| SÉRIE D'EXERCICES |
1. D'après la critique d'« Antiviral », sur quel film Brandon Cronenberg a-t-il commencé sa carrière cinématographique, et à quoi y a-t-il participé ?
2. Relevez tous les titres de films et de courts-métrages cités dans la critique d'« Antiviral ».
3. Poursuivez la critique d'« Antiviral » à la suite de sa dernière phrase.

───── TEXTE DU DOCUMENT

[Critique] Antiviral

mardi 26 février 2013, par Joackim Le Goff.

Article rédigé par Valentin Chapelain

Brandon Cronenberg – Antiviral Cronenberg 2.0

Cette semaine est apparu dans les salles un film aussi oppressant que dérangeant : «Antiviral». Il s’avère que Brandon Cronenberg est bien le fils de son père : sans sombrer dans le plagiat de l’œuvre du patriarche, l’influence du réalisateur de «Vidéodrome», «History Of Violence» ou encore « A Dangerous Method» est bien présente. Le petit Brandon n’était déjà pas loin sur les plateaux de tournage de son génie de père. C’est sur le dérangeant «eXistenZ» que débute sa carrière cinématographique, lorsqu’il participe à l’élaboration des effets spéciaux. Il réalisa également deux courts-métrages, «Broken Tulipes» et «The Camera and Christopher Merk», deux œuvres traitant à la fois d’une claustrophobie engendrée par la société et de l’image que nous renvoi autrui. Alors effectivement, ces thématiques ne sont pas étrangères au début de la carrière de son géniteur, puisque la métamorphose kafkaïenne présente dans «La mouche» est transposée dans le travail du rejeton, cela pour le plus grand plaisir des détraqués du septième art.

──────────
───── MATÉRIEL D'ÉTUDE

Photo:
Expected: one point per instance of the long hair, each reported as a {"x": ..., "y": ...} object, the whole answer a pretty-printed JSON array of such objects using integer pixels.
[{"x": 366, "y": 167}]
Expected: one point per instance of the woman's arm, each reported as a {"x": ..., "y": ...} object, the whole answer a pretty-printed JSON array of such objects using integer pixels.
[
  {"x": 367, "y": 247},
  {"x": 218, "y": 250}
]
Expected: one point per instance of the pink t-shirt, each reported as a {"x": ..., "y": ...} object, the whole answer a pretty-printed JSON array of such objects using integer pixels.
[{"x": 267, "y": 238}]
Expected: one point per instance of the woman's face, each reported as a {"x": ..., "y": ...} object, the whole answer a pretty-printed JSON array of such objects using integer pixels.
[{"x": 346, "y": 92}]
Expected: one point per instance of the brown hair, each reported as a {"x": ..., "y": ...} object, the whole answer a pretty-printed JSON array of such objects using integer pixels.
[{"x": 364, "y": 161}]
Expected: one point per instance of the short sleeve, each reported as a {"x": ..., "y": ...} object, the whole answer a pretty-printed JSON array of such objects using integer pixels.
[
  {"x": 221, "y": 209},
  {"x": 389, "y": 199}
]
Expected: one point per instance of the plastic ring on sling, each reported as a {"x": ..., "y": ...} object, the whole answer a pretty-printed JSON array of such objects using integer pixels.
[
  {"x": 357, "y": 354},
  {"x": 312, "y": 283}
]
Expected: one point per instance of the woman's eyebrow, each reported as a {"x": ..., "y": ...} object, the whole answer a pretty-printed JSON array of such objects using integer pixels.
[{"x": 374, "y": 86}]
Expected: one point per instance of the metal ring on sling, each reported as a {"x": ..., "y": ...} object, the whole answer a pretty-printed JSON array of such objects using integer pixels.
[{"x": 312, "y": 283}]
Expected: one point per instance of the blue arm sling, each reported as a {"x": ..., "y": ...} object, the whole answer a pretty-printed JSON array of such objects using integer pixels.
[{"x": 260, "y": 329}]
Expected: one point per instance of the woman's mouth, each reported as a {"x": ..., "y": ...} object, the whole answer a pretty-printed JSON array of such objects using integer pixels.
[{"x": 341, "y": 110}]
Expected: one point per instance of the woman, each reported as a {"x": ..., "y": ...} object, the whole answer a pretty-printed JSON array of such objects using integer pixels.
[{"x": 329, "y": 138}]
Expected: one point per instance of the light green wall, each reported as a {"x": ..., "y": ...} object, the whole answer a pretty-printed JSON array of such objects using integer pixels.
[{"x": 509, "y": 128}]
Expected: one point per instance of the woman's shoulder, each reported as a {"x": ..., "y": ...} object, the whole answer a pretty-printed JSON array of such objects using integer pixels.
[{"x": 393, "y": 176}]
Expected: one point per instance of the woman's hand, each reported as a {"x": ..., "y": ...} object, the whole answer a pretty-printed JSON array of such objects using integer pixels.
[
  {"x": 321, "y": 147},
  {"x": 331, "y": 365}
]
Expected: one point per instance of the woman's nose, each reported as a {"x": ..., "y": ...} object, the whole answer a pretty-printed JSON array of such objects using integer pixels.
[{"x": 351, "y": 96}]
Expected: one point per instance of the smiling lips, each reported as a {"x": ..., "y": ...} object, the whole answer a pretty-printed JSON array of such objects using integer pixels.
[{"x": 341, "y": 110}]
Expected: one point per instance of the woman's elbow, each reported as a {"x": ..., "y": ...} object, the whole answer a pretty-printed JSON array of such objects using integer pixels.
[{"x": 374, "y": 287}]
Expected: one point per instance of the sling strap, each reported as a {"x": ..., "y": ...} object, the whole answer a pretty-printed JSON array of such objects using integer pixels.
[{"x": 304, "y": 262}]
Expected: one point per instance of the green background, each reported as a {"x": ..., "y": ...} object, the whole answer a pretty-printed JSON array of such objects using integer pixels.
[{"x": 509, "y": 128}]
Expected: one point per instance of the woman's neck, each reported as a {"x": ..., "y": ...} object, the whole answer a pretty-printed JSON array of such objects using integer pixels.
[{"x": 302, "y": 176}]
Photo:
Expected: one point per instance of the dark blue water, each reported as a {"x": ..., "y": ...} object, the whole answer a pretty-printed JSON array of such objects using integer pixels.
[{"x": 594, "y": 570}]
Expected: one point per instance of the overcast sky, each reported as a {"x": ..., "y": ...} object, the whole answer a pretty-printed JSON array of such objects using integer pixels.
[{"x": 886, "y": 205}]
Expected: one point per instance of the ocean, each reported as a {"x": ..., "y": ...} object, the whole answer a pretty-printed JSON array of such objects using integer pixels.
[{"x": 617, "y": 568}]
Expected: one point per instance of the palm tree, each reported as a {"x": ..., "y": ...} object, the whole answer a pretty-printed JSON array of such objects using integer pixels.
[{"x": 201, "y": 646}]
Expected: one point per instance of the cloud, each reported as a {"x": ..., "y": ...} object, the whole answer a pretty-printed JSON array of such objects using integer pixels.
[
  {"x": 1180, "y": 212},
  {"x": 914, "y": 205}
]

──────────

| CORRIGÉ DE L'EXERCICE |
1. Il a commencé sur « eXistenZ », où il a participé à l'élaboration des effets spéciaux.

2. « Antiviral », « Vidéodrome », « History Of Violence », « A Dangerous Method », « eXistenZ », « Broken Tulipes », « The Camera and Christopher Merk », « La mouche »

3.
Une nouvelle machine arty

Le synopsis est déjà «Cronenberguien» à souhait. Dans une société où la place des célébrités est exacerbée, la volonté des fans de rentrer en communion de manière toujours plus intense avec leurs idoles amène une nouvelle pratique sur le marché. Une clinique spécialisée propose donc des virus ayant affectés des célébrités afin de contracter des maladies similaires. C’est dans ce contexte que Syd March (interprété par Caleb Landry Jones) mène son petit business. Outre son job au sein de la clinique, il vend des échantillons en sous-main aux organisations criminelles. Alors comme visiblement il ne prenait pas assez de risque dans son quotidien comme cela, il va s’injecter le virus que porte la star «Hannah Geist» afin de se rapprocher de celle-ci, et de vivre une souffrance similaire à la sienne. Un germe qui va rapidement s’avérer incurable et surtout mortel. Le décor est en place pour sombrer dans la paranoïa à la Cronenberg et pour amener le spectateur dans une ambiance carrément claustrophobe.

La relève est-elle assurée ?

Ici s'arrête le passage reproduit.